_EXCERPT:_
April garden updates with Ellyn Shea

Eye on the Garden: Signs of Spring

April photo 1

Although it’s been a dry winter, there are a few spring bloomers getting started. A watchful eye and sensitive nose can catch these now:

April photo 2

The fresh white flowers of Beach Strawberry (Fragraria chiloensis) precede tiny red strawberries. Although edible, and one of the ancestors of our cultivated strawberry, Beach Strawberries are eaten more often by birds than by humans. This plant is native both to the coast of California and Chile – coastal migrating birds eat the fruit and excrete the seeds along their migratory path.

Native plant is an interesting term not always easily defined. Biologists define a plant as native to a place if animals brought seeds or plants to the area. If humans brought the plant, it would be considered exotic. Can we always be sure? No. A plant may have been growing somewhere so long, biologists believe it to be native, but in fact the plant may have been introduced by prehistoric humans. As with all labels, we need to understand their limitations and use them thoughtfully.

April photo 3

You must smell these flowers on Florida Street! The fragrant flowers change from cream-colored to butter-yellow on the sweetshade tree (Hymenosporum flavum). They are right at nose level so go take a whiff – you’ll be glad you did. These Australian trees are typically tall and thin at maturity so over the years, the flowers will be much higher up. Take advantage while they are young to enjoy the scent.

_TASKS TO PERFORM:_
**1.** In the April garden update, on what street are the fragrant sweetshade trees?
**2.** Please pick up the April garden update after its final sentence and continue it in the same voice.

_RECORDS SUPPLIED:_
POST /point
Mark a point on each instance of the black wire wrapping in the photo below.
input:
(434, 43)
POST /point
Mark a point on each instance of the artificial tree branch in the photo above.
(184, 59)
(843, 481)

_ANSWERS TO THE PROBLEMS:_
**1.** Florida Street.

**2.**
Native to Australian rainforests, this tree is surprisingly tough enough to survive as a San Francisco street tree. It does not like winter cold; young trees will die or be damaged in frosty weather – older trees can survive to about 20 degrees Fahrenheit. Sweetshade is also called Native Frangipani in Australia.

April photo 4

The wacky flowers of the California scorpionweed (Phacelia californica) have no scent but are a beautiful lavender color. The light-colored leaves and stems are hairy, and the flower stalks stick straight up as flowers unfold from coil-shaped inflorescences. This native wildflower is a nectar source for the endangered Mission Blue Butterfly and is also beloved by bees. Although most resources say it prefers full sun (about 6 of sun hours per day), I have seen it growing in part shade (about 4 hours per day in summer), although it takes longer to flower.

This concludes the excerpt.